***** Selected excerpt

· 2 min readhardwaregaming

Two Months Later, You Still Can't Buy a PS5 or Xbox Series X

Chip constraints at AMD, not just hype, are why PS5 and Xbox Series X consoles remain nearly impossible to find two months after launch.

If you’ve been refreshing Best Buy and Walmart’s stock pages since November hoping for a restock notification, welcome to the club. Both the PlayStation 5 and Xbox Series X launched over two months ago now, and finding one on shelves is still mostly a matter of luck, bots, or knowing exactly when a retailer drops new inventory. Scattered restocks happen — someone in a Discord server always seems to snag one — but actual, walk-into-a-store availability is nowhere close to normal.

It’s tempting to chalk this up to hype and scalpers alone, and they’re certainly not helping. But the real bottleneck sits further upstream, at the chip level. Both consoles run on custom processors built by AMD, and AMD’s capacity to produce them at the volume Sony and Microsoft need just isn’t there yet. This isn’t a “we underestimated marketing” problem — it’s a manufacturing one, and those don’t get solved by a firmware update or a strongly worded statement.

What makes this shortage sting more than past console launches is the demand side. A pandemic year kept people home, bored, and looking for indoor entertainment, and gaming absorbed a lot of that attention. Console makers plan production runs years in advance based on demand forecasts, and nobody’s forecast had “global lockdowns supercharge console demand” penciled in. So you’ve got a perfect mismatch: chip supply that was already going to ramp slowly, meeting demand that spiked well past anything either company modeled.

**********
***** Material shown

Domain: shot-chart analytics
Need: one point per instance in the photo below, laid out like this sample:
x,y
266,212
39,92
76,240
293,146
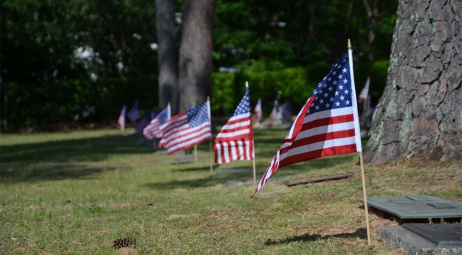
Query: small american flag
x,y
274,111
286,113
121,119
364,96
258,110
134,113
143,123
327,125
235,140
187,129
152,131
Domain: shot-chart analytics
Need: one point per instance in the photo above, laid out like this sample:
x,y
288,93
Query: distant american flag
x,y
364,96
274,111
143,123
134,113
187,129
286,113
235,140
121,119
152,131
258,110
327,125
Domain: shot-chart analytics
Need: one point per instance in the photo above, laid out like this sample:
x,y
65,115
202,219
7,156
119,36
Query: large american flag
x,y
152,131
121,119
134,113
327,125
187,129
235,140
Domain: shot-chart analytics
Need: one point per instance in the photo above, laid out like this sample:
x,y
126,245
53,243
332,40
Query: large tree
x,y
420,114
195,64
167,56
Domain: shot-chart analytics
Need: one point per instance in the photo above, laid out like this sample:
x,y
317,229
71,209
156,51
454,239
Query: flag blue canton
x,y
197,115
334,91
244,105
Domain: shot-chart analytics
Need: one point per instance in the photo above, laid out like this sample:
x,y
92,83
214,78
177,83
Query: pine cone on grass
x,y
124,242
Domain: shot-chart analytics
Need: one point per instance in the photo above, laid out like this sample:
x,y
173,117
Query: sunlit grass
x,y
77,192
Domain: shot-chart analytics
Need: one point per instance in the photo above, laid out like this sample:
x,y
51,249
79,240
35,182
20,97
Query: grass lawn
x,y
76,192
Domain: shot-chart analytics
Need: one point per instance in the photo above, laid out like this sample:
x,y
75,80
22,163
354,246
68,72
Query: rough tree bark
x,y
420,113
167,57
195,64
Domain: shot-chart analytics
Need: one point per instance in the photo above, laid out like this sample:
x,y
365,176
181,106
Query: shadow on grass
x,y
359,233
64,159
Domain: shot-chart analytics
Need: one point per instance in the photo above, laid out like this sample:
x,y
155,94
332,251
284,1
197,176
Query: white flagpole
x,y
358,140
210,143
253,151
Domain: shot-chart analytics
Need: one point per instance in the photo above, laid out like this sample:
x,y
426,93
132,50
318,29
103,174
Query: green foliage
x,y
77,101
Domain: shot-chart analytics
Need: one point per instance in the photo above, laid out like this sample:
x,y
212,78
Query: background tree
x,y
419,114
195,63
167,56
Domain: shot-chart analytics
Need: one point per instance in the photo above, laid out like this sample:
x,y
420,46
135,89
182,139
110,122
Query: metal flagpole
x,y
360,150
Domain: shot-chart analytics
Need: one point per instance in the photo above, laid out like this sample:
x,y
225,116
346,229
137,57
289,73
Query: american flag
x,y
258,110
134,113
121,119
287,112
364,96
143,123
235,140
327,125
152,131
274,111
187,129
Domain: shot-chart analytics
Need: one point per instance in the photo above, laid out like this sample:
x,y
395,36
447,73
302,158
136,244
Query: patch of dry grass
x,y
75,193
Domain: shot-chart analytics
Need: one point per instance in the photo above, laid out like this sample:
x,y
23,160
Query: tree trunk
x,y
420,113
195,64
167,57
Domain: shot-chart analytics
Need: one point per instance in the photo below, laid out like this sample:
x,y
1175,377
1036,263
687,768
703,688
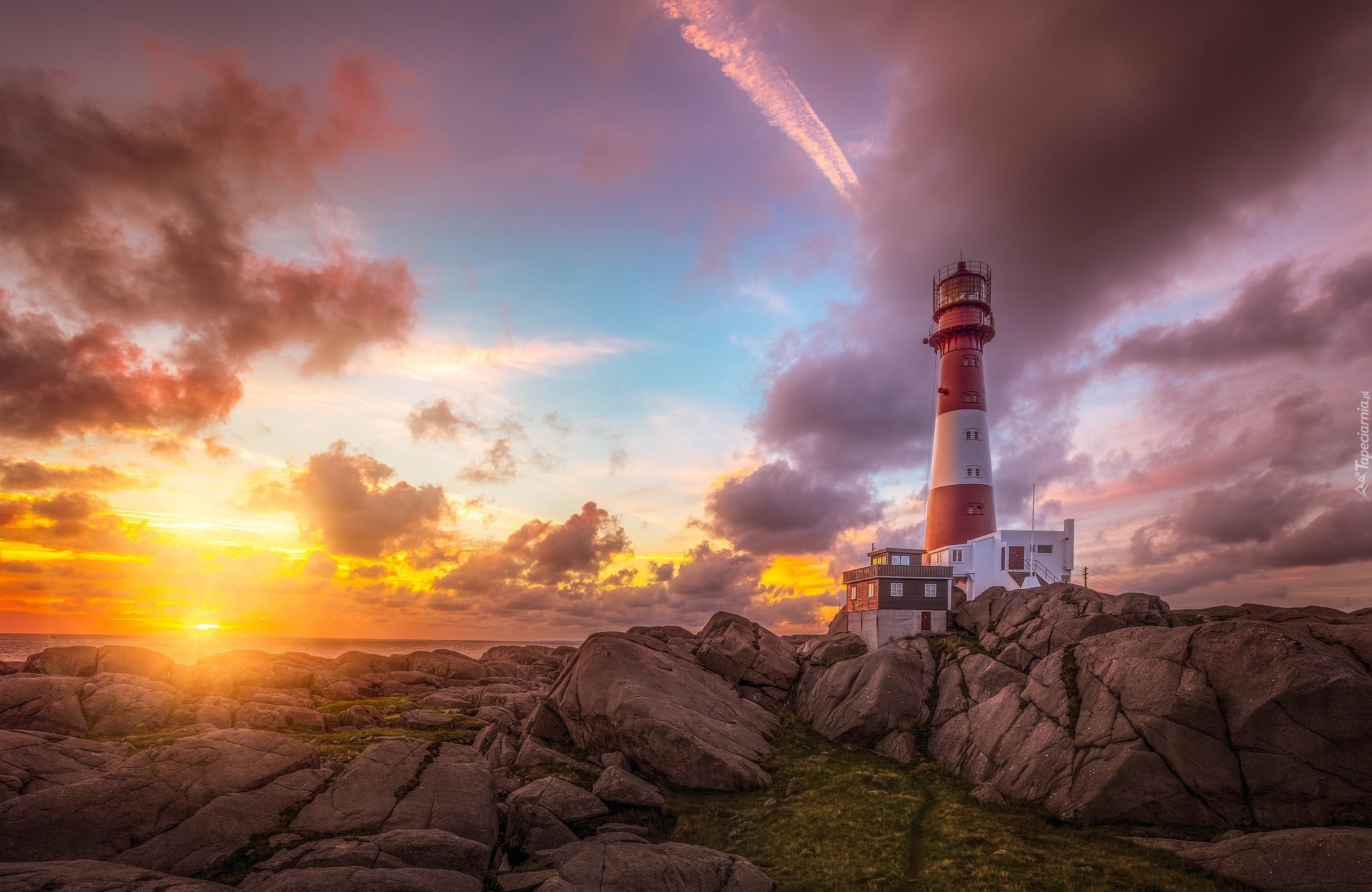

**********

What you need to do →
A. Answer these questions about the article on PS5 and Xbox Series X shortages:
(i) Which company builds the custom processors for both consoles?
(ii) Which two retailers' stock pages does the article mention people refreshing?
(iii) What kind of year kept people home and looking for indoor entertainment?
B. Reproduce everything in the article on PS5 and Xbox Series X shortages from "Two Months Later, You" down to "months after launch.".
C. Write what follows in the article on PS5 and Xbox Series X shortages, starting after its last sentence.

Expected responses →
A.
(i) AMD
(ii) Best Buy and Walmart
(iii) A pandemic year

B.
Two Months Later, You Still Can't Buy a PS5 or Xbox Series X

Chip constraints at AMD, not just hype, are why PS5 and Xbox Series X consoles remain nearly impossible to find two months after launch.

C.
Microsoft has actually been the more candid of the two companies about timelines. They’ve said publicly that they don’t expect Xbox Series X|S supply to catch up with demand until at least April. That’s not “a few more weeks” — that’s a solid four-plus months of continued scarcity from launch. Sony hasn’t put a specific date on PS5 supply catching up, but given they’re drawing from the same constrained AMD chip pool, there’s no reason to expect their curve looks meaningfully different.

Practically, if you’re still hunting: the scattered restocks tend to cluster around retailer replenishment cycles rather than being evenly spread out, so following restock-tracking accounts is more useful than manually refreshing pages all day. But temper expectations. This isn’t a shortage that resolves with one good inventory drop — it’s a supply chain constraint that’s going to take months to unwind, and it’s arriving right as the rest of the PC hardware market deals with its own chip crunch. If you were hoping “next-gen gaming” meant actually owning a next-gen console by the new year, 2021 is starting out disappointing on that front. April feels like the earliest realistic marker to watch, and even that’s Microsoft’s own estimate, not a guarantee.